[Source material]:
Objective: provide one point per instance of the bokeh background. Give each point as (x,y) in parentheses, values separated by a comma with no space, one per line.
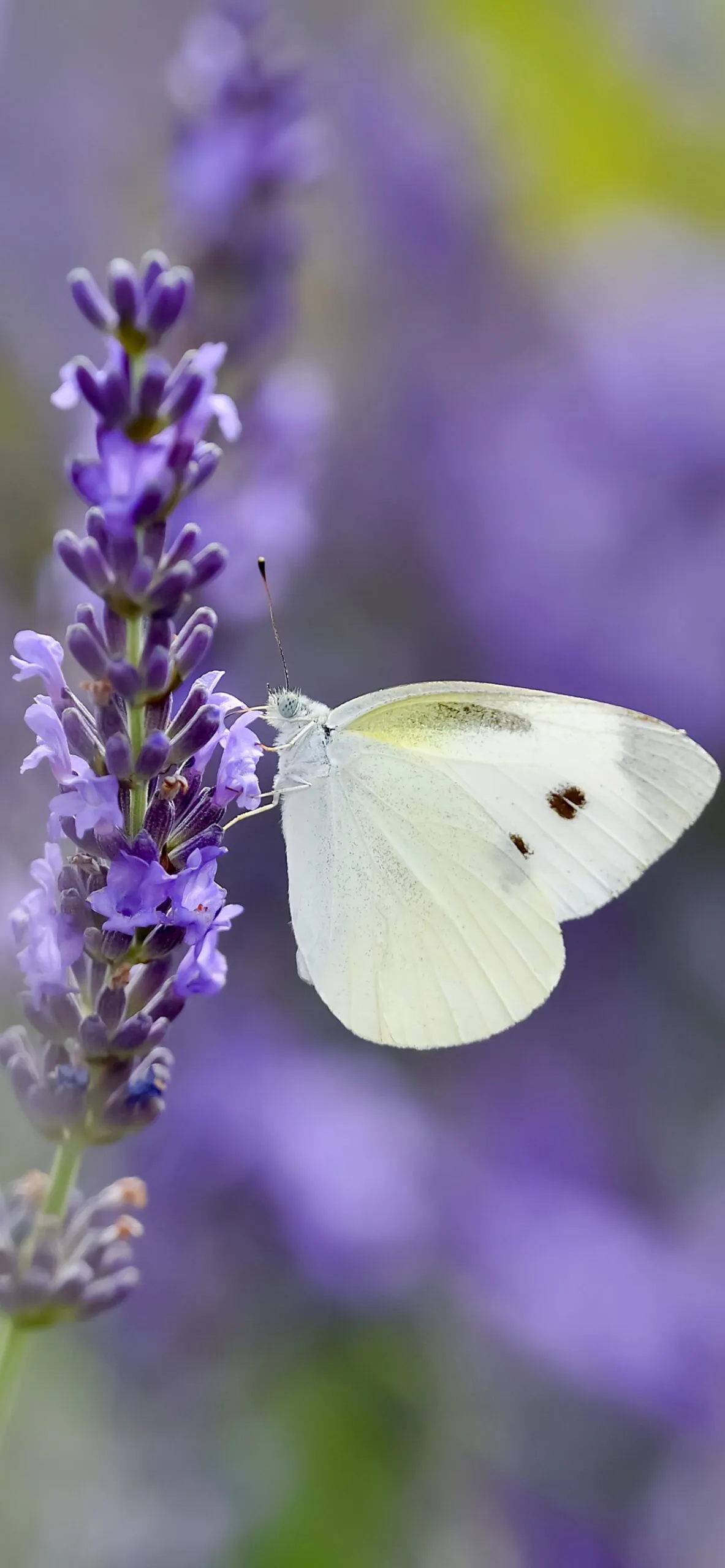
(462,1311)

---

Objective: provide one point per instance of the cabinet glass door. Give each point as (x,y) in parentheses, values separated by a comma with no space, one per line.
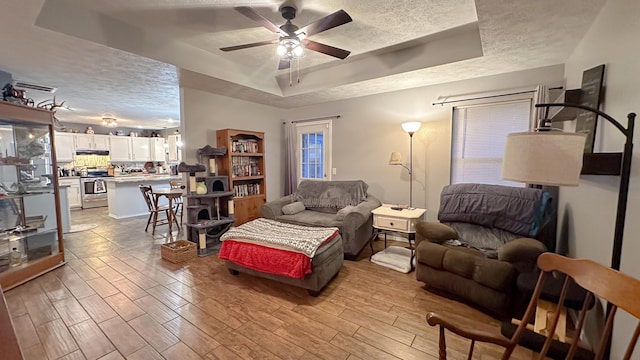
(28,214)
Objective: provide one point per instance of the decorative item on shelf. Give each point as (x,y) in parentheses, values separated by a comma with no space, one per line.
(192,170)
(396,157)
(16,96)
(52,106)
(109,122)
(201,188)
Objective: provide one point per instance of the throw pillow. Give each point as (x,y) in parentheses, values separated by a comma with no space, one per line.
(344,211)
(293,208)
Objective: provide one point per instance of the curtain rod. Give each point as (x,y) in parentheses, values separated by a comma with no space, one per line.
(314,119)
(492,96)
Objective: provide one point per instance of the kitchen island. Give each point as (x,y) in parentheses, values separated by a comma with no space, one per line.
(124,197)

[Exercise objective]:
Find each line in the items above that contains the word "separated" and copy those lines out in full.

[Task response]:
Objective: provide one point per instance of the bokeh background. Give each point as (x,y) in parentheses, values separated by a comma with no space, one per line.
Objective: provide one point per instance of the cabinet glass door. Give each point as (x,y) in parentheses, values separated by a comma with no space, one per line.
Objective: provide one point per instance of the decorative item on shelf. Give each point as (x,y) in parentheses, values separated by a comma with no space, one per line.
Objective: provide one point per instance of the throw pillow. Give each point as (x,y) in parentheses, values separated by a comma with no space, one per line.
Objective: provide one point per instance of the curtain rod. Give each point as (x,y) in parentheses, values separated by a comma with no space, one per line.
Objective: provide one point per instance of the kitchen island. Give each point as (x,y) in parentheses, values separated by a comma with no space, one per line.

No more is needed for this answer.